— START OF Supplied entries —

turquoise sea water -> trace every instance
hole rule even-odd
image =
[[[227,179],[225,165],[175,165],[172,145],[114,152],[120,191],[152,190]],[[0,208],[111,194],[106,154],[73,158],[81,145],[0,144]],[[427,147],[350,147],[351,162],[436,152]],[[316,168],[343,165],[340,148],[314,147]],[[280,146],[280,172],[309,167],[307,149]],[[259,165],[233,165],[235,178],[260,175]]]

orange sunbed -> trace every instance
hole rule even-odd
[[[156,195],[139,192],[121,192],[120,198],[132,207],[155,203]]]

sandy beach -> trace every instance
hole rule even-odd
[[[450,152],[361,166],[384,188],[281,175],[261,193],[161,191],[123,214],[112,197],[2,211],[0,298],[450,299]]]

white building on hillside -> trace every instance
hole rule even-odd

— END OF Supplied entries —

Exercise objective:
Quote every one of the entries above, reproducing each line without any change.

Output of the exercise:
turquoise sea water -> trace every instance
hole rule even-odd
image =
[[[227,179],[225,165],[175,165],[172,145],[114,152],[120,191],[152,190]],[[0,208],[111,194],[106,154],[73,158],[81,145],[0,144]],[[427,147],[350,147],[351,162],[436,152]],[[316,168],[343,165],[340,148],[314,147]],[[280,146],[280,172],[309,167],[307,149]],[[259,165],[233,165],[235,178],[260,175]]]

orange sunbed -> trace every instance
hole rule even-odd
[[[156,195],[139,192],[121,192],[120,198],[132,207],[155,203]]]

sandy beach -> trace every instance
hole rule even-odd
[[[450,152],[361,166],[384,188],[281,175],[261,193],[161,191],[123,214],[112,197],[2,211],[0,298],[450,299]]]

white building on hillside -> trace every instance
hole rule even-odd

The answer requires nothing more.